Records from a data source
====

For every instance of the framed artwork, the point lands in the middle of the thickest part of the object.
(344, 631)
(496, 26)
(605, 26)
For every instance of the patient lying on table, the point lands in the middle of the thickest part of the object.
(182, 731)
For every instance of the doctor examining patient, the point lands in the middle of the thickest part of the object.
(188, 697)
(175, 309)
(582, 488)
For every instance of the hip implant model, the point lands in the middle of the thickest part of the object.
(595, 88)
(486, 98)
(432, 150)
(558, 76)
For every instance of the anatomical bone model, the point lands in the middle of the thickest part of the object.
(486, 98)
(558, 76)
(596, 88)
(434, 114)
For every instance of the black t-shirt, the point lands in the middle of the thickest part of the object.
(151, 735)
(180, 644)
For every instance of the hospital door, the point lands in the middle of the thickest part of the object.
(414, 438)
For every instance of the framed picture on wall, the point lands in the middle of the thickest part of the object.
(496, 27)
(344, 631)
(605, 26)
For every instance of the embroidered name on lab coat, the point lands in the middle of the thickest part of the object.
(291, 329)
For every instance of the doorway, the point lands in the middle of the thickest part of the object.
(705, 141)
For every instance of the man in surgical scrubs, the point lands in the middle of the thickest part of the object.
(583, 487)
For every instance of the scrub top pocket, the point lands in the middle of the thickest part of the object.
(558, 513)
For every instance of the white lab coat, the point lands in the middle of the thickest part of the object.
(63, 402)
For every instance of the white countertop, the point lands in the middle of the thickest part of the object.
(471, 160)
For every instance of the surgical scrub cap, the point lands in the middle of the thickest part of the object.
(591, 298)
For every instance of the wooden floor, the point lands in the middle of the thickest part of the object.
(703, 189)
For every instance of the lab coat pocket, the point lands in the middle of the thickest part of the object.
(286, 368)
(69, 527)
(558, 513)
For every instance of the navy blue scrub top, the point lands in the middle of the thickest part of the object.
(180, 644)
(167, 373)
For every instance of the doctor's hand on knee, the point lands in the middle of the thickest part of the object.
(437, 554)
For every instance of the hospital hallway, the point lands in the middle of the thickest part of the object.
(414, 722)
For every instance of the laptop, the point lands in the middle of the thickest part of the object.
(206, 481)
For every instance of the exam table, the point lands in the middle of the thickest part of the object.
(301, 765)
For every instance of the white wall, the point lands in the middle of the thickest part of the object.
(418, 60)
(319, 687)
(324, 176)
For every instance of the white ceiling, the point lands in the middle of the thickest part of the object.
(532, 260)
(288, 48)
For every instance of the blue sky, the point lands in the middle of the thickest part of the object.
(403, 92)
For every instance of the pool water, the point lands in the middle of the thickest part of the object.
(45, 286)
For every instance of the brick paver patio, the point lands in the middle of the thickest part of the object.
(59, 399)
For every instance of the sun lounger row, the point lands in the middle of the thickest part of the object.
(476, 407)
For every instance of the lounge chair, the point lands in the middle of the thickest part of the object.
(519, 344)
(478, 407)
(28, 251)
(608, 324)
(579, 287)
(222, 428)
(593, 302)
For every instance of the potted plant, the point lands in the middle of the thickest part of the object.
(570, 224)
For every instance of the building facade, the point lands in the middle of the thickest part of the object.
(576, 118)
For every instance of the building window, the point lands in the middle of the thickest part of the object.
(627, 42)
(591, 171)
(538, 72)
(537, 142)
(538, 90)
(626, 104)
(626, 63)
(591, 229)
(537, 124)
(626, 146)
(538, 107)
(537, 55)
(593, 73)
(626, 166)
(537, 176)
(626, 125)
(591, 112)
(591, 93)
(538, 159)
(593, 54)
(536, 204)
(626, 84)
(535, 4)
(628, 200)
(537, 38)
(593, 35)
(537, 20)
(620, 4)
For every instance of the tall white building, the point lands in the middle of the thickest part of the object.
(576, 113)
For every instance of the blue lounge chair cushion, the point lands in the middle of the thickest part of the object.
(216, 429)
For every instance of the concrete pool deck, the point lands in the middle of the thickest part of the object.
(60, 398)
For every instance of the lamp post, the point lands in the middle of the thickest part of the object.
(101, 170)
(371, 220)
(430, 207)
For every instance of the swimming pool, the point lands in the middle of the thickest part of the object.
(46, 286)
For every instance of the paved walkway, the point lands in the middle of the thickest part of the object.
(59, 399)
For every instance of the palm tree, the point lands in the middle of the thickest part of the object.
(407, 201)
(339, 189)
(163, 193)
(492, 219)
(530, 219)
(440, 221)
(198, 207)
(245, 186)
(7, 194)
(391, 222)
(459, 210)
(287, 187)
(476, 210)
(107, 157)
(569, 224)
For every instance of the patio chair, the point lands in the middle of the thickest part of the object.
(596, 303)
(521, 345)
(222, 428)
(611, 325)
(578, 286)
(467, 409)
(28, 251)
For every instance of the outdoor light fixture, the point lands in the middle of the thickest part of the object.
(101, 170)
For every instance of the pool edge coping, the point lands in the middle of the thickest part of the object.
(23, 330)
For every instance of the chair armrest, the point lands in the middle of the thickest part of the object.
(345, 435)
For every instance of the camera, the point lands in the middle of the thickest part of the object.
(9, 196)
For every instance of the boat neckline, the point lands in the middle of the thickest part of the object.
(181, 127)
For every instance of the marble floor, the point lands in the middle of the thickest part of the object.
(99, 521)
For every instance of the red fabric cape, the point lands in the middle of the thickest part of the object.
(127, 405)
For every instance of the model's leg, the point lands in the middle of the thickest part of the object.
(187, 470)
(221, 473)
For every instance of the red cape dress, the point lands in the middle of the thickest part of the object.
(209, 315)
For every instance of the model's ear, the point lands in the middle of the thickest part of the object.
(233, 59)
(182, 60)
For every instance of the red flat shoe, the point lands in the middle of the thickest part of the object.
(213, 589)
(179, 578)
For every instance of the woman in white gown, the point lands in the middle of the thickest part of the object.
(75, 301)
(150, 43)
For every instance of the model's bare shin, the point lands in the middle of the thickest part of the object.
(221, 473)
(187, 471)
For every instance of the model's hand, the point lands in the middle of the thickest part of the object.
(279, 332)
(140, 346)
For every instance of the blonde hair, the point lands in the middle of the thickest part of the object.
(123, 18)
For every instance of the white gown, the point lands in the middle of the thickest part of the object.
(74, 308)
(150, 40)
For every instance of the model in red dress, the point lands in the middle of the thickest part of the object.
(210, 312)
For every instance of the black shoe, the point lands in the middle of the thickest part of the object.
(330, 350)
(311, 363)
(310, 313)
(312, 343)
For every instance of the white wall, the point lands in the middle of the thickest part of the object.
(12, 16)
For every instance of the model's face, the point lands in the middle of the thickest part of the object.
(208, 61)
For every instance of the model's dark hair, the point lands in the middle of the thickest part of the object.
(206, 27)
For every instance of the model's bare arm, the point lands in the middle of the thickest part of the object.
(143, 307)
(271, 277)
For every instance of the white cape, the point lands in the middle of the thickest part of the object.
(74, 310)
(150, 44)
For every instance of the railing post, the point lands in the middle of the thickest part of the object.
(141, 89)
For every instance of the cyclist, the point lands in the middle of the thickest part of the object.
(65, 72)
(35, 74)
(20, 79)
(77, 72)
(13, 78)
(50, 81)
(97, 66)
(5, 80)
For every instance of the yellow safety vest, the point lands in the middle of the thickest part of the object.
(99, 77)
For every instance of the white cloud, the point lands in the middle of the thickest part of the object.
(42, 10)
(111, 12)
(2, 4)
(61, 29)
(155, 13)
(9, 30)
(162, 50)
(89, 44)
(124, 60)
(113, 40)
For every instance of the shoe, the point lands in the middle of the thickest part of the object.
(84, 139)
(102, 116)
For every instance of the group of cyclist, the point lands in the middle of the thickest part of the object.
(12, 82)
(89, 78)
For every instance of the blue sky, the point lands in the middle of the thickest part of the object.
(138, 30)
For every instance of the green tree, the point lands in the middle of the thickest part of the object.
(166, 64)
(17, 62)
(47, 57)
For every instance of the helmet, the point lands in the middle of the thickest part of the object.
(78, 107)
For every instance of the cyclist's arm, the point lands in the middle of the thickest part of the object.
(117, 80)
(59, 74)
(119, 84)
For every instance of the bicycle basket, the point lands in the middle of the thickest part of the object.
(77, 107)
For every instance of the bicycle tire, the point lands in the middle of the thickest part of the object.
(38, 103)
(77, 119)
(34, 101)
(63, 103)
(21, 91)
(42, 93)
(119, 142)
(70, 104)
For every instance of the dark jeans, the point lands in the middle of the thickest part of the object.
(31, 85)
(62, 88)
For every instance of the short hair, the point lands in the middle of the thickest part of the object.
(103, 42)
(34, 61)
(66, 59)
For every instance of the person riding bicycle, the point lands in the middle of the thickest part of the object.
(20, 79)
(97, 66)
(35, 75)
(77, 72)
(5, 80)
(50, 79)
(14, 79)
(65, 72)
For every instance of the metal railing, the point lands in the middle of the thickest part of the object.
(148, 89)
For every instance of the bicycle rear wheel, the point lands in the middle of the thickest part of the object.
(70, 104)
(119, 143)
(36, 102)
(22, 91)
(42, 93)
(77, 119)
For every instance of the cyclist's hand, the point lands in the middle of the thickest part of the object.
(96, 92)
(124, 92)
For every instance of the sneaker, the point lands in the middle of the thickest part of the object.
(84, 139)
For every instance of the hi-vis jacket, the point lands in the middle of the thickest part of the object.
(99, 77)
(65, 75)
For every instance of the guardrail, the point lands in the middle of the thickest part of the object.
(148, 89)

====

Transcribe exactly, and only, the lines from the one with "For every instance of the green" through the last line of the data.

For every instance of the green tree, the point lands in the middle of the thickest part of the object.
(166, 64)
(17, 62)
(47, 57)
For every instance of the helmet, the point lands in the middle of the thickest part of the object.
(78, 107)
For every instance of the cyclist's arm, the point lands in the middle of the thickest part of the object.
(117, 80)
(59, 74)
(119, 84)
For every instance of the bicycle basket, the point lands in the middle of the thickest part of the object.
(77, 107)
For every instance of the bicycle tire, the point lands in the middle of the thickest part of the object.
(38, 103)
(77, 119)
(34, 101)
(63, 103)
(21, 91)
(42, 93)
(119, 142)
(70, 104)
For every instance of the dark jeans, the point lands in the middle of the thickest part of the object.
(31, 85)
(62, 88)
For every instance of the short hair, the point lands in the middle of the thickest part of the object.
(103, 42)
(34, 61)
(66, 59)
For every instance of the person riding bicycle, the point lands in the middle of the thickest part of the object.
(20, 79)
(97, 66)
(35, 75)
(77, 72)
(5, 80)
(50, 79)
(14, 79)
(65, 72)
For every instance of the metal railing, the point lands in the middle of the thickest part of the object.
(148, 89)
For every instance of the bicycle rear wheel, the point lands in the middle of the thickest part of the object.
(70, 104)
(119, 143)
(36, 102)
(22, 91)
(42, 93)
(77, 119)
For every instance of the cyclist's hand, the point lands in the middle of the thickest part of the object.
(96, 92)
(124, 92)
For every instance of the sneaker, the point lands in the middle of the thickest part of the object.
(84, 139)
For every instance of the hi-vis jacket, the point lands in the middle of the thickest part of the object.
(99, 77)
(65, 75)
For every instance of the guardrail, the point lands in the middle of the thickest part of the object.
(148, 89)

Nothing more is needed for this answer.